[Excerpts of labeled region data]
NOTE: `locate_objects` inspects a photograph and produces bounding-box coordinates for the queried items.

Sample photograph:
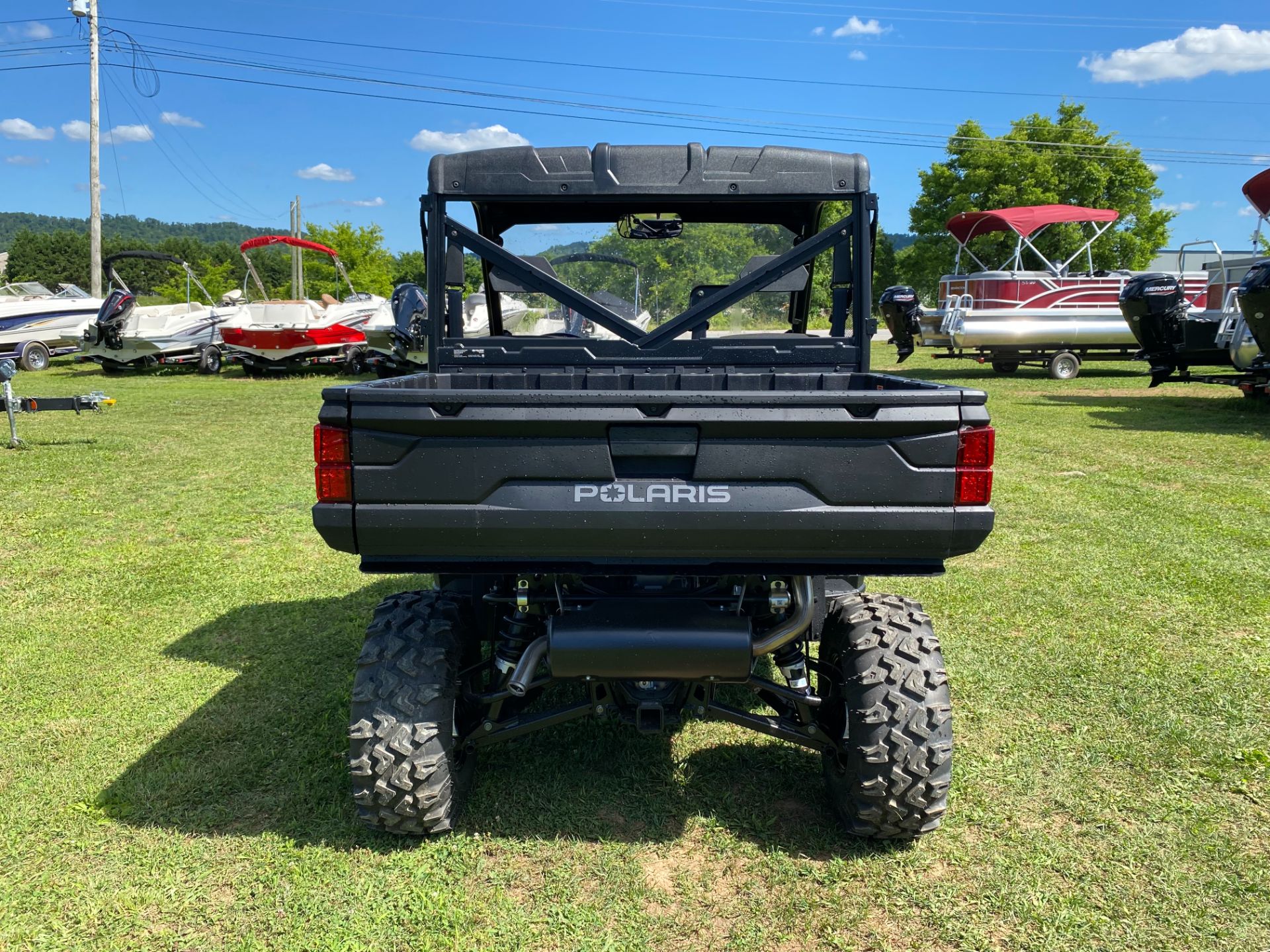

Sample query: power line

[126,43,1270,161]
[601,0,1263,34]
[121,27,1263,146]
[109,19,1270,106]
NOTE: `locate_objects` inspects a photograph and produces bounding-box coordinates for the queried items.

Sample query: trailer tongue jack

[0,359,114,450]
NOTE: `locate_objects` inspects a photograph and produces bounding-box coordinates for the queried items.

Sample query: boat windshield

[0,280,53,298]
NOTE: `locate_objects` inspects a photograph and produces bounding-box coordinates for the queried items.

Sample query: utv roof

[428,142,868,221]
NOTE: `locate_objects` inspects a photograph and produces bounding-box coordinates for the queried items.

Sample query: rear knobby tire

[349,592,475,835]
[18,340,48,373]
[820,594,952,839]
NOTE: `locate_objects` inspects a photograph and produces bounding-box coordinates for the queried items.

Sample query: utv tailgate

[314,371,993,575]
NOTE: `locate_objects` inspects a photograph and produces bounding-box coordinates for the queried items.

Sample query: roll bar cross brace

[421,194,876,371]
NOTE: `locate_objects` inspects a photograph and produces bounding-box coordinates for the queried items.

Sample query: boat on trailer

[879,204,1209,379]
[84,251,247,373]
[1120,169,1270,397]
[222,235,385,377]
[0,280,102,371]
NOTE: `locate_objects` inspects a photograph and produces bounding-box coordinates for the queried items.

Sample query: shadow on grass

[1033,393,1270,436]
[882,360,1147,387]
[98,579,888,857]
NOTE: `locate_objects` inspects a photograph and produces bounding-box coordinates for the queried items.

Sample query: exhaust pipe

[507,635,551,697]
[752,575,814,658]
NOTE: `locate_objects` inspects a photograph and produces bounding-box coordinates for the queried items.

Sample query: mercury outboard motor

[878,284,922,363]
[1236,258,1270,364]
[1120,273,1230,387]
[85,291,137,350]
[392,283,432,358]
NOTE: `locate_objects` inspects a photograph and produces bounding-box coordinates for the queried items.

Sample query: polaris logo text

[573,483,732,505]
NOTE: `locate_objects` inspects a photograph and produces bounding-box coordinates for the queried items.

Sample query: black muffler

[548,598,753,682]
[878,284,922,363]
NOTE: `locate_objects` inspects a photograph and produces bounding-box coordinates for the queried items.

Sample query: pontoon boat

[879,204,1208,379]
[84,251,249,373]
[1120,169,1270,396]
[222,235,385,376]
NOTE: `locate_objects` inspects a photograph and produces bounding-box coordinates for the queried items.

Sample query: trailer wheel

[349,592,475,835]
[198,344,222,373]
[1049,350,1081,379]
[18,340,48,373]
[819,593,952,839]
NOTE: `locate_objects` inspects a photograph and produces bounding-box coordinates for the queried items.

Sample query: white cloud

[410,126,530,152]
[296,163,357,182]
[0,119,57,142]
[62,119,87,142]
[833,17,886,37]
[1081,23,1270,83]
[102,126,155,146]
[159,113,203,130]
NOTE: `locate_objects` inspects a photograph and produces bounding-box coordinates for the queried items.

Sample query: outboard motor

[1236,258,1270,364]
[878,284,922,363]
[1120,273,1230,387]
[392,283,432,359]
[84,291,137,350]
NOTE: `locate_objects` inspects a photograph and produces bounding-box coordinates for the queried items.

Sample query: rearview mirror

[617,214,683,241]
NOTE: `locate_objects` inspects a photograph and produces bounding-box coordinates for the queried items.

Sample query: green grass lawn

[0,345,1270,952]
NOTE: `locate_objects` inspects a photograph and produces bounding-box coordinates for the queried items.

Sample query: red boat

[221,235,385,376]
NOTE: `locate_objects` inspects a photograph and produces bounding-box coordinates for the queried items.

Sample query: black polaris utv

[314,143,993,838]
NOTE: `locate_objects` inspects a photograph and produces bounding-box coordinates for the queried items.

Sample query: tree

[903,102,1172,299]
[302,221,395,298]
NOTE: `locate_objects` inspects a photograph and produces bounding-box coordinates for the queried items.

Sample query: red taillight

[952,426,997,505]
[314,424,353,502]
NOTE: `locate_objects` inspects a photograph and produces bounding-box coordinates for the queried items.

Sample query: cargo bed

[314,367,993,575]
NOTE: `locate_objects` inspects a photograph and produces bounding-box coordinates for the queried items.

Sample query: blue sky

[0,0,1270,251]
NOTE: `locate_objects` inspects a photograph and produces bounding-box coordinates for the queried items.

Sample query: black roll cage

[419,145,878,373]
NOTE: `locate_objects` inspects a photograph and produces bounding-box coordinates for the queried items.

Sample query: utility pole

[71,0,102,297]
[291,196,305,301]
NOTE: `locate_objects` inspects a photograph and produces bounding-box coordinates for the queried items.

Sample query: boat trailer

[0,358,114,450]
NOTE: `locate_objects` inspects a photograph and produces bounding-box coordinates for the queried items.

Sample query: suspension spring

[772,641,812,692]
[494,608,538,675]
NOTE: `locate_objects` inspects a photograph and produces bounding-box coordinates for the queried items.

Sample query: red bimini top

[239,235,339,258]
[1244,169,1270,214]
[947,206,1117,245]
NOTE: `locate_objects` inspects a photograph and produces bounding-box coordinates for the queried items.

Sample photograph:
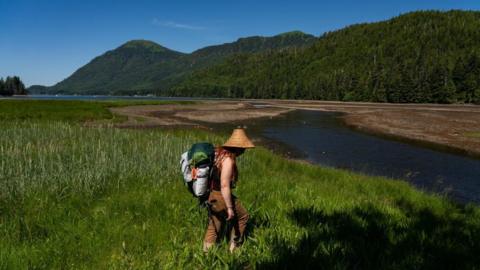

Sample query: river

[4,95,480,204]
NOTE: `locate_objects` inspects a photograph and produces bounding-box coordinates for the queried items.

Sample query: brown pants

[204,191,249,246]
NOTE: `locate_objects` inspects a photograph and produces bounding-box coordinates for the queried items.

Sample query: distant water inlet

[244,110,480,203]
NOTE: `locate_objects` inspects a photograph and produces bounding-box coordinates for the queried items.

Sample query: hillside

[48,32,316,94]
[49,40,187,94]
[172,11,480,103]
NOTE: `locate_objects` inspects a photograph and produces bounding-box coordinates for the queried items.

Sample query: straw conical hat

[223,128,255,148]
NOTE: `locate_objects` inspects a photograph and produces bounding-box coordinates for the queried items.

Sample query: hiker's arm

[220,158,234,219]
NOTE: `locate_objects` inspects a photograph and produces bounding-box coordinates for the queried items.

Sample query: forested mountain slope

[172,11,480,103]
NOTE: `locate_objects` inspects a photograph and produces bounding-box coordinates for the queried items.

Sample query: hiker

[203,128,255,252]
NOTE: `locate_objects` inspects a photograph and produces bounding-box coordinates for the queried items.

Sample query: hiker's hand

[227,207,235,220]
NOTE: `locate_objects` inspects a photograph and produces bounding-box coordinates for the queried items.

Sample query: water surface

[240,110,480,203]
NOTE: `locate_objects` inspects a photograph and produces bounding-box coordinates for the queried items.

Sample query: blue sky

[0,0,480,85]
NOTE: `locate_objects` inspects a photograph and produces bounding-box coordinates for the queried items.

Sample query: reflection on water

[249,111,480,203]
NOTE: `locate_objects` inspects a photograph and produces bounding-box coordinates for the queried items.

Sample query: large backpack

[180,142,215,201]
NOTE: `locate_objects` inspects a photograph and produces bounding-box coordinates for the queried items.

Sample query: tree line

[0,76,27,96]
[168,11,480,103]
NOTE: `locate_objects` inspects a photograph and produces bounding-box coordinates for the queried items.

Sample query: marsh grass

[0,100,480,269]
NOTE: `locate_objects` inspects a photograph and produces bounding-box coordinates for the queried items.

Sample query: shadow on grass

[257,201,480,269]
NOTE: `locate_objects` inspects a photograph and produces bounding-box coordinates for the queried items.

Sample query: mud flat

[110,101,292,127]
[262,100,480,157]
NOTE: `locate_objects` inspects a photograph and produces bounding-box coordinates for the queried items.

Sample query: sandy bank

[264,100,480,157]
[110,101,292,127]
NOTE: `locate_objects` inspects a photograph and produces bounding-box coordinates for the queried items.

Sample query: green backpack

[188,142,215,167]
[180,143,215,202]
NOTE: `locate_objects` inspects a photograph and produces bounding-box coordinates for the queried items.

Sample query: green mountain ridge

[174,11,480,103]
[36,10,480,103]
[44,32,316,94]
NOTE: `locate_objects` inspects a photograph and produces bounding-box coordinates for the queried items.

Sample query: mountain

[49,40,184,94]
[48,32,316,94]
[172,11,480,103]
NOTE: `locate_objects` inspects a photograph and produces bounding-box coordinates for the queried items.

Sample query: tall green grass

[0,100,480,269]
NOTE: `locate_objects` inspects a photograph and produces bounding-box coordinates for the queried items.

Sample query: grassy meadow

[0,100,480,269]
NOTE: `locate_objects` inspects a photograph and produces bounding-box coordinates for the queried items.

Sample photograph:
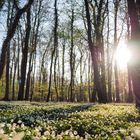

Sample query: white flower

[44,131,50,136]
[125,136,134,140]
[131,127,140,139]
[73,131,78,135]
[0,129,4,134]
[18,120,22,123]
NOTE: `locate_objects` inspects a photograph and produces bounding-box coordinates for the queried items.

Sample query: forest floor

[0,102,140,140]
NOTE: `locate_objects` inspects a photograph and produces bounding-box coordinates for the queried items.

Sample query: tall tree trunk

[127,0,140,108]
[0,0,34,79]
[18,8,31,100]
[61,33,65,101]
[85,0,105,103]
[114,0,120,102]
[70,7,75,102]
[107,0,112,102]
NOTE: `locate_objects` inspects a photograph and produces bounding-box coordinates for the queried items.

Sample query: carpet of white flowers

[0,102,140,140]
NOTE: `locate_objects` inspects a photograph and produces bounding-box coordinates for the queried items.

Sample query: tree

[127,0,140,107]
[18,7,31,100]
[0,0,34,79]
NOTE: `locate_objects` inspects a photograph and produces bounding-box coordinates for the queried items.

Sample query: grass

[0,102,140,140]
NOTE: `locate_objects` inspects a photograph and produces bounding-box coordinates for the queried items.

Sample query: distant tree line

[0,0,140,107]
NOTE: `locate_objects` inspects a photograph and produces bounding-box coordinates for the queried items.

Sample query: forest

[0,0,140,140]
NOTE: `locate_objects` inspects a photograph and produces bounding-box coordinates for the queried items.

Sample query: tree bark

[18,8,31,100]
[0,0,34,79]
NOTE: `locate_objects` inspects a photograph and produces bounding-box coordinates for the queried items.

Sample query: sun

[115,42,131,70]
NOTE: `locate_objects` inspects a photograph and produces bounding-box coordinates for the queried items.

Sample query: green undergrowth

[0,102,140,140]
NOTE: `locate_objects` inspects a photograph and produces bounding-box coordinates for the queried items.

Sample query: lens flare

[115,42,131,70]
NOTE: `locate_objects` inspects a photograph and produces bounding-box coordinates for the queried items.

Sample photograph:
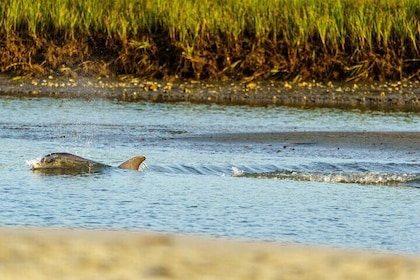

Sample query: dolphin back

[118,156,146,170]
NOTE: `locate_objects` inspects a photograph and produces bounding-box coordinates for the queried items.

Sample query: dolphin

[27,153,146,174]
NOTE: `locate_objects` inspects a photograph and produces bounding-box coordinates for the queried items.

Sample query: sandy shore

[0,76,420,112]
[0,229,420,280]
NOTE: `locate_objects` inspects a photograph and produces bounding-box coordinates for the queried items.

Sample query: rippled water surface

[0,95,420,254]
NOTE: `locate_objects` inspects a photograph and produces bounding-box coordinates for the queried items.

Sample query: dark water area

[0,97,420,254]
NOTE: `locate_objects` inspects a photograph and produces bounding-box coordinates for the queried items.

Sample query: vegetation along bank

[0,0,420,81]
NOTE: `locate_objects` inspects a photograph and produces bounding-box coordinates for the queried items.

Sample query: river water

[0,97,420,254]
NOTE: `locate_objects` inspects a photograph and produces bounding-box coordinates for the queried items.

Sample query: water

[0,95,420,254]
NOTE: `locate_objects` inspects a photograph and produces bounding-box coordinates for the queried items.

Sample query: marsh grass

[0,0,420,80]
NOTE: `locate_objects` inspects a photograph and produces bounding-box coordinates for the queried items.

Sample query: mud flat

[0,229,420,280]
[0,76,420,112]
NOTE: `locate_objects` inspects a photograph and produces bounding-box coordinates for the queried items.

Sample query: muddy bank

[0,229,420,280]
[0,76,420,112]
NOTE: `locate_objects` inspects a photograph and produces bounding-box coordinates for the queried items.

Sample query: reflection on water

[0,98,420,254]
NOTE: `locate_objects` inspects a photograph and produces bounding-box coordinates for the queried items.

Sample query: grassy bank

[0,0,420,80]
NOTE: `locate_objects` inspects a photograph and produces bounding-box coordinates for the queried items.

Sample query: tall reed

[0,0,420,80]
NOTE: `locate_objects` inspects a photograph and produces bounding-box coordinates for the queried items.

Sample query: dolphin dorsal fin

[118,156,146,170]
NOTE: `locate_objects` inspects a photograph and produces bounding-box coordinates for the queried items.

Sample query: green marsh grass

[0,0,420,80]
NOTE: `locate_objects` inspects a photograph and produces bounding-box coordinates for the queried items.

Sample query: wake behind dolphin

[26,153,146,174]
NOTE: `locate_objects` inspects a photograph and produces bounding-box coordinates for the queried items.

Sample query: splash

[232,166,245,177]
[25,158,42,169]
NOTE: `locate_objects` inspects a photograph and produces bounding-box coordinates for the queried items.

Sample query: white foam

[139,161,149,171]
[25,158,42,168]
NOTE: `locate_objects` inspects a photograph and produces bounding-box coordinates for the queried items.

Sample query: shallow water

[0,97,420,254]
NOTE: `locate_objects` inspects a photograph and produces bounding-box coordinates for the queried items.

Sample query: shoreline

[0,228,420,280]
[0,75,420,112]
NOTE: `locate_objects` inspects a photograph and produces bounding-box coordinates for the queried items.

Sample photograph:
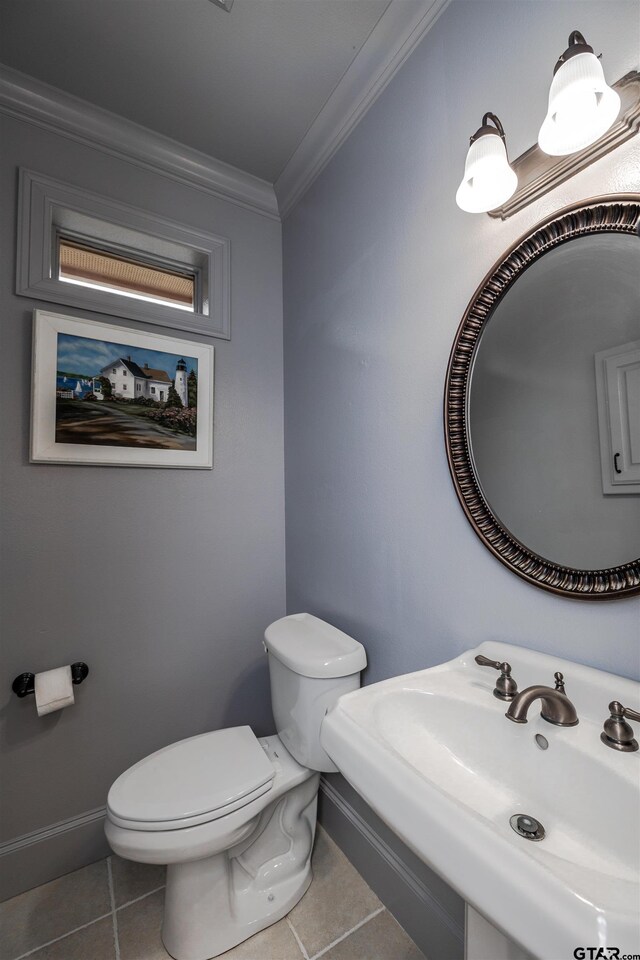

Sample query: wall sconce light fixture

[456,113,518,213]
[456,30,640,220]
[538,30,620,157]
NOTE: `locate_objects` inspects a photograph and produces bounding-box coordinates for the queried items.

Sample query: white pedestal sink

[321,642,640,960]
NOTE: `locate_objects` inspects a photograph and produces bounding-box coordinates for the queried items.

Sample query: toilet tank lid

[264,613,367,678]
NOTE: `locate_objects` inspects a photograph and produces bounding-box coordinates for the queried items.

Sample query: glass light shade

[538,53,620,157]
[456,133,518,213]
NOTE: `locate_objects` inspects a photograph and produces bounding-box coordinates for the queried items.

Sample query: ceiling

[0,0,396,183]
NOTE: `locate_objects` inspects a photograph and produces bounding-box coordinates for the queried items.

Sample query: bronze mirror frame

[444,194,640,600]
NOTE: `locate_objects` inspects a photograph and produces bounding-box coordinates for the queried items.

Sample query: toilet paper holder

[11,661,89,698]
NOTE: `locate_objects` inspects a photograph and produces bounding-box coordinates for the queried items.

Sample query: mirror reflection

[467,233,640,570]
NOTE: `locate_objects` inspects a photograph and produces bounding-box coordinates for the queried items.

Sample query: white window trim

[16,169,231,340]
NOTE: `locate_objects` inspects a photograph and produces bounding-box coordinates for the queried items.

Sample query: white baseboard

[0,807,109,901]
[320,777,464,960]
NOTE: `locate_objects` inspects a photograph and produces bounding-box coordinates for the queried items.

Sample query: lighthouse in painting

[176,359,189,407]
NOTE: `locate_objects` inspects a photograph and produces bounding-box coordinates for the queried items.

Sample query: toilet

[105,613,367,960]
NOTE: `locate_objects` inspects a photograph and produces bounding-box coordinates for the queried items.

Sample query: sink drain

[509,813,544,840]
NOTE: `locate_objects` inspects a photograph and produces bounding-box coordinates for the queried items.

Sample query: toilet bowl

[105,614,366,960]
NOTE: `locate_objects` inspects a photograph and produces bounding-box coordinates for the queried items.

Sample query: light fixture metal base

[489,70,640,220]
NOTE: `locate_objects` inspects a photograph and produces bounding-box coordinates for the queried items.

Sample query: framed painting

[31,310,214,469]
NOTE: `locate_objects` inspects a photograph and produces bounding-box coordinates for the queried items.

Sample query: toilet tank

[264,613,367,773]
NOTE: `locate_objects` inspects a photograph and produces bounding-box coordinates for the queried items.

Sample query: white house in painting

[96,357,189,407]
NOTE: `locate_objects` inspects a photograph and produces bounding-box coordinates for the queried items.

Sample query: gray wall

[284,0,640,682]
[283,0,640,944]
[0,112,285,892]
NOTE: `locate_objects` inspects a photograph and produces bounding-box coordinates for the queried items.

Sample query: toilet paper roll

[34,664,75,717]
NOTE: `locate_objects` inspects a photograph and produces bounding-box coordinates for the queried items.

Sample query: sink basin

[321,642,640,960]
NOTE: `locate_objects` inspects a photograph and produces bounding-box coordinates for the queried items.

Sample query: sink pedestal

[464,904,535,960]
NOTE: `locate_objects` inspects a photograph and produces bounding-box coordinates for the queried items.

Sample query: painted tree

[98,377,113,400]
[187,370,198,408]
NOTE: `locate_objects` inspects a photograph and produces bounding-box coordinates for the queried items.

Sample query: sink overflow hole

[509,813,544,840]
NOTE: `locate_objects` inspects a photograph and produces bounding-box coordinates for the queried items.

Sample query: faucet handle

[475,654,518,700]
[600,700,640,753]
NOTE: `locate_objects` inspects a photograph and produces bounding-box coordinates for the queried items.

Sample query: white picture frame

[31,310,214,469]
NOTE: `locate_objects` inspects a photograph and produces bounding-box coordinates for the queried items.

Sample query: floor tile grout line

[310,907,386,960]
[107,857,120,960]
[285,917,309,960]
[114,883,166,913]
[15,911,112,960]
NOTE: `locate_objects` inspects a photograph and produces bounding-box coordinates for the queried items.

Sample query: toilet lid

[107,727,275,829]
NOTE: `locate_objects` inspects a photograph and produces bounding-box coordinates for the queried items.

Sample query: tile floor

[0,828,424,960]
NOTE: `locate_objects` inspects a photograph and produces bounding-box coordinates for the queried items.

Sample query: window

[57,234,196,313]
[16,170,230,340]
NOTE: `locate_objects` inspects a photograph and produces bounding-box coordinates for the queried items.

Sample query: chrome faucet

[505,673,578,727]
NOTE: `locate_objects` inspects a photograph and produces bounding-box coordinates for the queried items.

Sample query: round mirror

[445,197,640,599]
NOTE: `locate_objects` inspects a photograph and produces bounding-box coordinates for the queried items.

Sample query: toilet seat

[107,726,276,831]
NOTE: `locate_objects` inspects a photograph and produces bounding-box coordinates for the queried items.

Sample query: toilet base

[162,773,319,960]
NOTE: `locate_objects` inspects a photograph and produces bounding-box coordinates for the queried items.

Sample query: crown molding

[0,64,280,220]
[275,0,450,220]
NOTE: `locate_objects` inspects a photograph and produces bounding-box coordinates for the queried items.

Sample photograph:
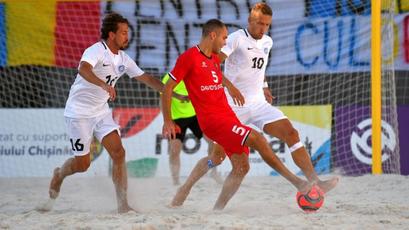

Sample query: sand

[0,175,409,229]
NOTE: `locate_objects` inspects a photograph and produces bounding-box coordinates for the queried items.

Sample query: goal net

[0,0,402,177]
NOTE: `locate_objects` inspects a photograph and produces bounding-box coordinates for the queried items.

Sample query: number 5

[211,71,219,83]
[231,125,246,136]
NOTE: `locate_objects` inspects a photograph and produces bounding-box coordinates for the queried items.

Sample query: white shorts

[65,112,120,156]
[231,101,287,131]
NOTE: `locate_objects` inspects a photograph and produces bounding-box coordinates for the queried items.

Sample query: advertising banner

[0,109,109,177]
[122,106,331,176]
[101,1,409,76]
[0,106,331,177]
[333,106,399,175]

#### Task objective:
Write out the data word for word, from its first line through the line containing "[109,19,1270,106]", with both ends included. Leave the pictures out of your copy.

#### Exercise result:
NOTE: `locate_objects` inspects a photograph and produces bounding-box coordinates for the queried items.

Sample photograph:

Sample query: power line

[126,43,1270,161]
[601,0,1263,34]
[121,27,1263,146]
[109,19,1270,106]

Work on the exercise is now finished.